### REQUIRED WORK
Images excluded, repeat each entry below exactly.

▬▬▬▬▬▬

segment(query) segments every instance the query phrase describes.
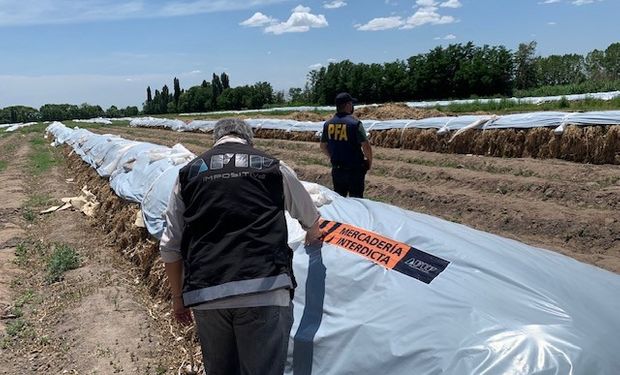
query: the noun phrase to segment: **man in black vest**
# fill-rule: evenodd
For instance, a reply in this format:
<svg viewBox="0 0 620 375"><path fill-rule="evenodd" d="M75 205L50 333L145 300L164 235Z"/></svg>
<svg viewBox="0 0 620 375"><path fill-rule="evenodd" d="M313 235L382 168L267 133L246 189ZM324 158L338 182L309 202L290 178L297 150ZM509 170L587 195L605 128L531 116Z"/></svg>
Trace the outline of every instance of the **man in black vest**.
<svg viewBox="0 0 620 375"><path fill-rule="evenodd" d="M362 122L352 116L355 101L346 92L336 96L336 114L323 125L321 150L332 164L334 191L343 197L363 198L372 148Z"/></svg>
<svg viewBox="0 0 620 375"><path fill-rule="evenodd" d="M281 375L295 288L284 211L320 241L319 214L295 173L225 119L213 148L179 172L160 253L175 318L193 310L209 375Z"/></svg>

▬▬▬▬▬▬

### ANSWER TO THE TASK
segment(query) segments every instance the query phrase describes.
query: the noun phrase to segment: **man in black vest**
# fill-rule: evenodd
For instance, a reply in this format:
<svg viewBox="0 0 620 375"><path fill-rule="evenodd" d="M75 205L50 333L145 300L164 235Z"/></svg>
<svg viewBox="0 0 620 375"><path fill-rule="evenodd" d="M313 235L382 168L267 133L246 189ZM324 158L338 182L309 202L290 178L297 150ZM509 170L587 195L605 128L531 116Z"/></svg>
Trace the outline of every instance of the **man in black vest**.
<svg viewBox="0 0 620 375"><path fill-rule="evenodd" d="M362 122L352 116L355 101L346 92L336 96L336 114L323 125L321 150L332 164L334 191L343 197L363 198L372 148Z"/></svg>
<svg viewBox="0 0 620 375"><path fill-rule="evenodd" d="M281 375L295 288L284 211L320 241L319 214L295 173L225 119L213 148L179 172L160 253L175 318L193 310L209 375Z"/></svg>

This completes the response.